Exercise prompt: Your task is to give the number of lines below that contain "ceiling". Give no other text.

----

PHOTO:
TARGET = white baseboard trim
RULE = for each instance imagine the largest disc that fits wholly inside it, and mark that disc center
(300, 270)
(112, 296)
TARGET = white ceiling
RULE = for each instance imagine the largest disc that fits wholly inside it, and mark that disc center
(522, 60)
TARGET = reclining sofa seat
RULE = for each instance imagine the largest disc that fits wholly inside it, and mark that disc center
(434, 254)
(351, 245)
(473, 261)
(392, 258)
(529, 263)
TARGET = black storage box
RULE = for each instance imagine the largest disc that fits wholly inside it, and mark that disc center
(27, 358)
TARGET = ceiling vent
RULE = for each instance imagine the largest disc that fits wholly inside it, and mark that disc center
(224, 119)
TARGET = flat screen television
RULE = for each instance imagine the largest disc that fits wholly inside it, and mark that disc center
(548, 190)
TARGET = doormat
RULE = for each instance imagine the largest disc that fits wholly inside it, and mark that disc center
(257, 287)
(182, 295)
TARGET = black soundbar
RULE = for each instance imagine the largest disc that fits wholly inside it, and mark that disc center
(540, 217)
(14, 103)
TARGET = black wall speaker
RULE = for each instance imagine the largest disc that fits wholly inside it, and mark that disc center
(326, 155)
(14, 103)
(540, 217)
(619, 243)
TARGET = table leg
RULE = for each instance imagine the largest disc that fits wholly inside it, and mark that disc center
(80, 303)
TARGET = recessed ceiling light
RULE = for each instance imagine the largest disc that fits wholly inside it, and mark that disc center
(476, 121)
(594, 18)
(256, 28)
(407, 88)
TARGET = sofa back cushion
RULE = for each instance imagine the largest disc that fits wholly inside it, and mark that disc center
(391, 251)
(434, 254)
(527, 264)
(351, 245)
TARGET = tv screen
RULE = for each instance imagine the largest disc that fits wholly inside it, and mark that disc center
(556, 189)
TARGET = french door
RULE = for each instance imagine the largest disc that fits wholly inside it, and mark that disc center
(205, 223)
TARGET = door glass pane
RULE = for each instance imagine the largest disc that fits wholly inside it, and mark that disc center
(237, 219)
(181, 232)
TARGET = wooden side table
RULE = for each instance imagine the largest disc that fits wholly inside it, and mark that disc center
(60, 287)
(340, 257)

----

The completed task: 3